Compito assegnato 1:
Nel testo sulla concessione degli spazi pubblici comunali, riscrivi in forma di elenco puntato il paragrafo che comincia con "È legittimo che il Comune", mantenendone i fatti principali.
Compito assegnato 2:
Prosegui il testo sulla concessione degli spazi pubblici comunali partendo dal punto in cui si interrompe.

Testo mostrato:
____________

È legittimo che il Comune, nel definire gli indirizzi per la concessione degli spazi pubblici, adotti delle cautele preventive volte a evitare che questi siano utilizzati per il compimento di atti o fatti che possano favorire la riorganizzazione “sotto qualsiasi forma” del partito fascista come definita dall’art. 1 della legge n. 645 del 1952 (secondo cui «si ha riorganizzazione del disciolto partito fascista quando una associazione, un movimento o comunque un gruppo di persone non inferiore a cinque persegue finalità antidemocratiche proprie del partito fascista, esaltando, minacciando o usando la violenza quale metodo di lotta politica o propugnando la soppressione delle libertà garantite dalla Costituzione o denigrando la democrazia, le sue istituzioni e i valori della Resistenza, o svolgendo propaganda razzista, ovvero rivolge la sua attività alla esaltazione di esponenti, principi, fatti e metodi propri del predetto partito o compie manifestazioni esteriori di carattere fascista»), comprese dunque quelle manifestazioni che siano tali da provocare adesioni e consensi e concorrere alla diffusione di concezioni favorevoli alla ricostituzione di organizzazioni fasciste.

____________

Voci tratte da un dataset
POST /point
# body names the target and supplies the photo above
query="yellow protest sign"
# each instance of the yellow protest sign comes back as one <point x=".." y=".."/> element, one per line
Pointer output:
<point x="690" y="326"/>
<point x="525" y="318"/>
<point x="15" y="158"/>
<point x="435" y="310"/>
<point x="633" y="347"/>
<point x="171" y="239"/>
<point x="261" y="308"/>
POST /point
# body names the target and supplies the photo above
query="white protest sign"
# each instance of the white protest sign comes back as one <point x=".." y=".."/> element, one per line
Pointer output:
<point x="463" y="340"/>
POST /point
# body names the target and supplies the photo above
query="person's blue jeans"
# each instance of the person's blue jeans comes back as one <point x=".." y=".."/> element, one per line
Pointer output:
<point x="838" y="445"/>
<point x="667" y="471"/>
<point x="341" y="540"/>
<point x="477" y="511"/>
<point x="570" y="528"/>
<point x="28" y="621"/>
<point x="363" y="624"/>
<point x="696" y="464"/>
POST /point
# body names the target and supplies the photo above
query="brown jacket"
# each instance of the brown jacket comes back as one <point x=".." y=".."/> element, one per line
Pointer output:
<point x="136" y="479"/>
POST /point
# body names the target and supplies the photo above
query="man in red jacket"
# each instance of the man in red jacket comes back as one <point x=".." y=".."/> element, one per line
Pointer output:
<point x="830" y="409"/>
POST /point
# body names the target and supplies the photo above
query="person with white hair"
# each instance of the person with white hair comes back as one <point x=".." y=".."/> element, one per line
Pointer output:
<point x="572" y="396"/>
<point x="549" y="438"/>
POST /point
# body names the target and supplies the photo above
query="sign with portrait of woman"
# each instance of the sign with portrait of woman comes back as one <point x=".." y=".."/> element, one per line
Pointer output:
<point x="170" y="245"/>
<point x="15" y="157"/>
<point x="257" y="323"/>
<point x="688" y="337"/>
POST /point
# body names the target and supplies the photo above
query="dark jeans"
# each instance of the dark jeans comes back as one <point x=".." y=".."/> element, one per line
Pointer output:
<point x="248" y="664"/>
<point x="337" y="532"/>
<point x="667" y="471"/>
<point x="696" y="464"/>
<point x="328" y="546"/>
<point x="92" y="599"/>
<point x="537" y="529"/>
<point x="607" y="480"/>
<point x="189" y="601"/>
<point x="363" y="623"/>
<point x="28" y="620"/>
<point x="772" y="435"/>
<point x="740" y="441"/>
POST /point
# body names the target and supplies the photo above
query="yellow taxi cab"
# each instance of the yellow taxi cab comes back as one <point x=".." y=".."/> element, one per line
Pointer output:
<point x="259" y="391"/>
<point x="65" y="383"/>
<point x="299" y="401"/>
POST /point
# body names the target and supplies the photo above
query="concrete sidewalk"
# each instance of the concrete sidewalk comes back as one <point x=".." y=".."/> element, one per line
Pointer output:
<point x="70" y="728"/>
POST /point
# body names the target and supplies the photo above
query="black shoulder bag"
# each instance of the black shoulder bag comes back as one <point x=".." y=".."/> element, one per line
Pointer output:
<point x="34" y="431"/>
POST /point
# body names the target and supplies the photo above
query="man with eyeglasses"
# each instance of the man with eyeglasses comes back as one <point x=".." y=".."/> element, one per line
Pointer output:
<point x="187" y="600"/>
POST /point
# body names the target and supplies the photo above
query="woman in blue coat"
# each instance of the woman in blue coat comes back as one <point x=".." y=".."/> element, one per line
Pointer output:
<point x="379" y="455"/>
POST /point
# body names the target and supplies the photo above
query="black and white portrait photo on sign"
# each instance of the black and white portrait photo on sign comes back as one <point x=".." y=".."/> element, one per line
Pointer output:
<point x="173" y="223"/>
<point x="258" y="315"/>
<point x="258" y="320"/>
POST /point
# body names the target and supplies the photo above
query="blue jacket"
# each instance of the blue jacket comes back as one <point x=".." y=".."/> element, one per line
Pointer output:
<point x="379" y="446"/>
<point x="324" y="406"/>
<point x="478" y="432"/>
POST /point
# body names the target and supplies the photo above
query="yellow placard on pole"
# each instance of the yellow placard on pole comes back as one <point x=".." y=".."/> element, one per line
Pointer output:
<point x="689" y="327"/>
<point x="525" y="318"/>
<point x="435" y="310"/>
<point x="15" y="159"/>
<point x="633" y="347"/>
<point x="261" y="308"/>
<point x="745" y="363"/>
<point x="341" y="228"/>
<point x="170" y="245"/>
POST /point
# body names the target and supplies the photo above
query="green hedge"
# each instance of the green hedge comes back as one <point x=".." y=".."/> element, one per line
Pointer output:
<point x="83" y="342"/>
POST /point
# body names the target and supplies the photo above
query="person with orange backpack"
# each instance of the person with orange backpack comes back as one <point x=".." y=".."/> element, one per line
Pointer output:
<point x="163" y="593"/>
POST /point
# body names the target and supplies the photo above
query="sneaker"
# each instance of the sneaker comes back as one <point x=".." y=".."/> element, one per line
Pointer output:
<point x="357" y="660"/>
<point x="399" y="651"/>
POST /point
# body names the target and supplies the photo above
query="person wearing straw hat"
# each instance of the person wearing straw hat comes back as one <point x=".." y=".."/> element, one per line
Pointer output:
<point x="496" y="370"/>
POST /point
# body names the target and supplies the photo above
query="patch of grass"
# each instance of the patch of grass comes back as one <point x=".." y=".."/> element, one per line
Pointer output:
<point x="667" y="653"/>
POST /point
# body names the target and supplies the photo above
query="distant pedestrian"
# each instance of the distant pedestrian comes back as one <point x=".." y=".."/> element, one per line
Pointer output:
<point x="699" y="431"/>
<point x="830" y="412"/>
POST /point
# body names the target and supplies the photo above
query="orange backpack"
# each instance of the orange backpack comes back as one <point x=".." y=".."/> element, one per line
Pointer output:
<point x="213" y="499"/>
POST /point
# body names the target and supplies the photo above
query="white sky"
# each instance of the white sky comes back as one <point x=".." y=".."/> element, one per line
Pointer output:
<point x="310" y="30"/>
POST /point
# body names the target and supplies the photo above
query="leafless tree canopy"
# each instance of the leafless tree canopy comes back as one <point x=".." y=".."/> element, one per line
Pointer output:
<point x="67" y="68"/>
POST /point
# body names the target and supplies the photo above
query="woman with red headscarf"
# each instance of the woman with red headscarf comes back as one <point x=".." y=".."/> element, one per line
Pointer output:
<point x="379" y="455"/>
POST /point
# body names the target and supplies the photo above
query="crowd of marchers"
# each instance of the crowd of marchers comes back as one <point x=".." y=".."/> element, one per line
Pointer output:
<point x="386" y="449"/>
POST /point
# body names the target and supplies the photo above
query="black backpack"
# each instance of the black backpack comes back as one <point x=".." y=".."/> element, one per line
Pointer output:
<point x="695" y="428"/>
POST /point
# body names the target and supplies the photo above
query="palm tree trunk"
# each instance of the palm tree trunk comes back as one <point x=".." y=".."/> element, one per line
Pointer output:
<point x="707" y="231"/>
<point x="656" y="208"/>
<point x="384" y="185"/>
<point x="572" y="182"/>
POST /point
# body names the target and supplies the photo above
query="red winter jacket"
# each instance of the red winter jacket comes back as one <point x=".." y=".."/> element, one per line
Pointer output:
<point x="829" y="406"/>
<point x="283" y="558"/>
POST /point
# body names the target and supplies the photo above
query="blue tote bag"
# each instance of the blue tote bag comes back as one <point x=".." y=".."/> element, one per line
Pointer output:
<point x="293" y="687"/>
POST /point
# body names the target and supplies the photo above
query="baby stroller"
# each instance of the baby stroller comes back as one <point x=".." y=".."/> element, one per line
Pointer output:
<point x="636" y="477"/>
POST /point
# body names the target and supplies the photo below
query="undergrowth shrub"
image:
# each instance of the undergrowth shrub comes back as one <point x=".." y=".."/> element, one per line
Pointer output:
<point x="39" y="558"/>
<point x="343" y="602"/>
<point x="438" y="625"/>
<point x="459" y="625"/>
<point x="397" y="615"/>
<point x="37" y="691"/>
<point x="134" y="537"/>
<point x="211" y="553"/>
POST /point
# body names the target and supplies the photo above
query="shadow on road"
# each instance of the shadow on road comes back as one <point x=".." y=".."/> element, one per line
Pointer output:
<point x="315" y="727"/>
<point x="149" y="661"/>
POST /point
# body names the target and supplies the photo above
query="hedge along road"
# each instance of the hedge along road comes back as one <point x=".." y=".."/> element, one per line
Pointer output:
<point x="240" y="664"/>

____________

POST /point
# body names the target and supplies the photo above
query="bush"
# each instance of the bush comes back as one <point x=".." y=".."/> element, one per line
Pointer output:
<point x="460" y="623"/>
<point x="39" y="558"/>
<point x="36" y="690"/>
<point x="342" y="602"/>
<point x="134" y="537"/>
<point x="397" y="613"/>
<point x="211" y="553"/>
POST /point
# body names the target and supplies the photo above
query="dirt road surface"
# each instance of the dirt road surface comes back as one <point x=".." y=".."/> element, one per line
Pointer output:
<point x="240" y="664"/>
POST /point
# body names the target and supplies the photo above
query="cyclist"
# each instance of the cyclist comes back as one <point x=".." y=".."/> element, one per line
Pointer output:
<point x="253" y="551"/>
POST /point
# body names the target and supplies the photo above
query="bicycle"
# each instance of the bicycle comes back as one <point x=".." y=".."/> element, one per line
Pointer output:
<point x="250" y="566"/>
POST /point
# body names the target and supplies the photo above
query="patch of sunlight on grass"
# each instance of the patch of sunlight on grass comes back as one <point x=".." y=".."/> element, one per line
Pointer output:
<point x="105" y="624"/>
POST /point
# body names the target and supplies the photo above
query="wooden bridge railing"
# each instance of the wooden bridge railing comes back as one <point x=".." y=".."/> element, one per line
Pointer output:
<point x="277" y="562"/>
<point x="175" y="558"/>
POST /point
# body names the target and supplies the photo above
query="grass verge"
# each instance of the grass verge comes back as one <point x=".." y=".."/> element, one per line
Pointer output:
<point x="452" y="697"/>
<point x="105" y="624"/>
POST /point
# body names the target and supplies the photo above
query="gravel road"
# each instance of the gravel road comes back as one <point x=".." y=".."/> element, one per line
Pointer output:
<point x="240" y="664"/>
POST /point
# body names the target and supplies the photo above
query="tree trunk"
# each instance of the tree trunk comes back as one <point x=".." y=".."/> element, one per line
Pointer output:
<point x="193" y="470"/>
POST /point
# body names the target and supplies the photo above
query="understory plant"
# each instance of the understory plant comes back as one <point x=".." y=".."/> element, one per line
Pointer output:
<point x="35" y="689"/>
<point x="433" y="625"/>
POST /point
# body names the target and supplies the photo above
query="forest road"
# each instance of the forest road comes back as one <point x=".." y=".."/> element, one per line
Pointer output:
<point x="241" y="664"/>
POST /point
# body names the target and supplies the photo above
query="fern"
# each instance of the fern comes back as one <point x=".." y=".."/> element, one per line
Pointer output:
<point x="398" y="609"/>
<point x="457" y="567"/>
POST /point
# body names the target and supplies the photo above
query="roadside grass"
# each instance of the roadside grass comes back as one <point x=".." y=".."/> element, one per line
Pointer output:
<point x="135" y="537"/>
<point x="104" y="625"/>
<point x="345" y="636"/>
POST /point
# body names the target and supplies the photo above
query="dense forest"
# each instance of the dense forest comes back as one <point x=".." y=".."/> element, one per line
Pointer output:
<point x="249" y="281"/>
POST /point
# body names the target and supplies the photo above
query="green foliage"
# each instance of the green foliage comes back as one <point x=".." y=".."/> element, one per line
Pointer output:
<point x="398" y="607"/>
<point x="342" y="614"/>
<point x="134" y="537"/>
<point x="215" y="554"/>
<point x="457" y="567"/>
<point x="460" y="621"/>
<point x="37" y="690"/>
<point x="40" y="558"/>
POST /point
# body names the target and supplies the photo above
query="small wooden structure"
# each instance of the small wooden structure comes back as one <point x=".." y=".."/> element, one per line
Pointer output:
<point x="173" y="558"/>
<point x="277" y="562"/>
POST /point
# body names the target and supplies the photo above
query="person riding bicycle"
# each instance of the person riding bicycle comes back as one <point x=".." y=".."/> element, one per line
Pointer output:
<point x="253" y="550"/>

____________

Risposta finale 1:
- Il Comune, quando fissa gli indirizzi per concedere gli spazi pubblici, può legittimamente adottare cautele preventive.
- Lo scopo è impedire che quegli spazi servano ad atti o fatti che favoriscano la riorganizzazione "sotto qualsiasi forma" del partito fascista.
- La riorganizzazione è definita dall'art. 1 della legge n. 645 del 1952. Si ha quando un gruppo di almeno cinque persone persegue finalità antidemocratiche proprie del partito fascista, per esempio:
  - esaltando, minacciando o usando la violenza come metodo di lotta politica;
  - propugnando la soppressione delle libertà costituzionali;
  - denigrando la democrazia, le sue istituzioni e i valori della Resistenza;
  - svolgendo propaganda razzista;
  - esaltando esponenti, principi, fatti e metodi del partito;
  - compiendo manifestazioni esteriori di carattere fascista.
- Rientrano nel divieto anche le manifestazioni capaci di provocare adesioni e consensi e di diffondere idee favorevoli alla ricostituzione di organizzazioni fasciste.

Risposta finale 2:
La localizzazione degli impianti di telefonia mobile

Tar Campania, Napoli, sez. VII, 16 settembre 2024, n. 4982

Pianificazione urbanistica – Piano di rete – Localizzazione – Limiti e criteri – Installazioni fisse di telefonia mobile – Legittimità – Interesse nazionale alla copertura del territorio e all’efficiente distribuzione del servizio

La procedura avente ad oggetto la presentazione, da parte di ciascun gestore e in via necessaria, di un Piano annuale riguardante le installazioni fisse di telefonia mobile da realizzarsi nel territorio comunale (non imposta dalla legislazione statale) può riconoscersi rispondente a criteri di razionalità dell’azione amministrativa, perseguendosi con essa l’intento di conseguire un minimo di conoscenza preventiva e di pianificazione circa l’installazione degli impianti, al fine di poter orientare l’attività amministrativa di preliminare controllo urbanistico edilizio e ambientale in merito all’assentibilità di dette strutture nonché presentando tale previsione (nella sua finalità istruttorio-ricognitiva) una stretta inerenza allo svolgimento della funzione autorizzatoria.

Il piano di rete e il regolamento per la localizzazione e realizzazione degli impianti radioelettrici sono illegittimi nella parte in cui obbligano i gestori a collocare i nuovi impianti esclusivamente nei siti individuati dal piano di rete comunale, con divieto di allocazione su altri siti del territorio comunale.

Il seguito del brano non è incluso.